> [Exercise] All of the data below needs to be set down again, exactly as shown.

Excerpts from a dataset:

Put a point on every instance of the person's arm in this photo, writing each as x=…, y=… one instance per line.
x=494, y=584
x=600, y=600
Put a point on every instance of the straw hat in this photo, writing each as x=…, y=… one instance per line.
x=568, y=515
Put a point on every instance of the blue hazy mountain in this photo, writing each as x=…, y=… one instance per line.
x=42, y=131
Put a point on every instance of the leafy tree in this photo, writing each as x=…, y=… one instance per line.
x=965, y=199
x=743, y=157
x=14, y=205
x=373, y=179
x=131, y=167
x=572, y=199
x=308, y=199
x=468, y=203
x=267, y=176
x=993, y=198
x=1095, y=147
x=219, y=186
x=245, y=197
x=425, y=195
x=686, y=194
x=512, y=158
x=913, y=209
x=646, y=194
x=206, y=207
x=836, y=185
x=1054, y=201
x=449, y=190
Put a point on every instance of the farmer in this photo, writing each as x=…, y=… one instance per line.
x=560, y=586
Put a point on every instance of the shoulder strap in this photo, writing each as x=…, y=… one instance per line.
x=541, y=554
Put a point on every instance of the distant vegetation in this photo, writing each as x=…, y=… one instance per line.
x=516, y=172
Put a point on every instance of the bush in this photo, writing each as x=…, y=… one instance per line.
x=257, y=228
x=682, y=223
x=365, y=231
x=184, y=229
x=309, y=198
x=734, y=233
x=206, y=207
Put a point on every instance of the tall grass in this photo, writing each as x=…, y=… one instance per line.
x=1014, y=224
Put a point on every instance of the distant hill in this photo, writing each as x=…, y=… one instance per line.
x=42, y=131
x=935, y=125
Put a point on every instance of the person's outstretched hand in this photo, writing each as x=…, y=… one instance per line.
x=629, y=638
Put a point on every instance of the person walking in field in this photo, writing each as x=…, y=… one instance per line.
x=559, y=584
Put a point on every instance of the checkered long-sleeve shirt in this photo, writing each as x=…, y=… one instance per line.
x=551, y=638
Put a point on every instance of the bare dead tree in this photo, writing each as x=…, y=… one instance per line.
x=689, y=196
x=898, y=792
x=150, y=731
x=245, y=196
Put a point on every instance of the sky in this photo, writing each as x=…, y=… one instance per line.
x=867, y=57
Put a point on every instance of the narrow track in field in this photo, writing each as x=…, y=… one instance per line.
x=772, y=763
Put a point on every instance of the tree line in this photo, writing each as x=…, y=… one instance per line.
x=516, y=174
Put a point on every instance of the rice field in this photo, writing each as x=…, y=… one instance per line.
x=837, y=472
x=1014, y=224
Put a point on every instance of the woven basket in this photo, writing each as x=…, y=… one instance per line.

> [Output below]
Put a point on every instance of the person's arm in this photo, writing each as x=…, y=… one instance per line.
x=494, y=584
x=600, y=600
Put a point on every instance of the straw hat in this photo, writing each as x=…, y=… one instance per line.
x=568, y=515
Put a point on every instance of the blue hazy mountain in this photo, writing each as x=…, y=… one instance per line.
x=42, y=131
Put a point on every instance of the leafy tree in this photo, writing each as x=…, y=… one instance per line.
x=965, y=199
x=743, y=157
x=14, y=205
x=373, y=179
x=131, y=167
x=572, y=199
x=308, y=199
x=468, y=203
x=267, y=176
x=993, y=198
x=1095, y=147
x=219, y=186
x=245, y=197
x=425, y=195
x=686, y=194
x=512, y=158
x=913, y=209
x=646, y=194
x=206, y=207
x=836, y=185
x=1054, y=201
x=449, y=190
Put a point on every instance of the farmer in this photo, writing each as x=…, y=… one instance per line.
x=560, y=586
Put a point on every instance of the shoulder strap in this photo, writing each as x=…, y=… one instance per line.
x=541, y=554
Put a point on every instance of the distant vegetation in this photo, writing each as x=…, y=… one instance per line.
x=516, y=172
Put a point on every instance of the bush in this photo, writing each as x=…, y=… one instance per line.
x=257, y=228
x=682, y=223
x=365, y=231
x=184, y=229
x=309, y=198
x=734, y=233
x=206, y=207
Put a point on every instance of the tall grass in this photo, writing each as x=…, y=… one instance per line.
x=1014, y=224
Put a point on every instance of the distant hill in this photo, writing each as x=…, y=… one instance per line.
x=42, y=131
x=935, y=125
Put a point on every instance of the person's outstretched hand in this photo, writing each as x=…, y=… one instance per line.
x=629, y=638
Put a point on every instance of the person walking in field in this photo, writing each as x=…, y=… one instance per line.
x=559, y=584
Put a point on every instance of the checkered long-sleeve shirt in this photo, writing each as x=…, y=… one instance per line.
x=551, y=638
Put a point on every instance of the bare dead tree in this photo, writing each as x=…, y=… one instance per line.
x=689, y=196
x=898, y=792
x=150, y=731
x=245, y=196
Put a point on every instance of the sky in this photo, writing each as x=…, y=… one instance per line.
x=867, y=57
Put a point on every instance of the narrow track in field in this photo, writing each as x=…, y=… one instance per line.
x=772, y=763
Put a point on every instance of the tree line in this photo, writing each as x=…, y=… one instance per line.
x=516, y=174
Put a point on every instance of the rice field in this photo, writing each as x=…, y=… one instance per line.
x=837, y=472
x=1014, y=224
Put a point on every instance of the woven basket in this photo, writing each as x=…, y=… one instance per line.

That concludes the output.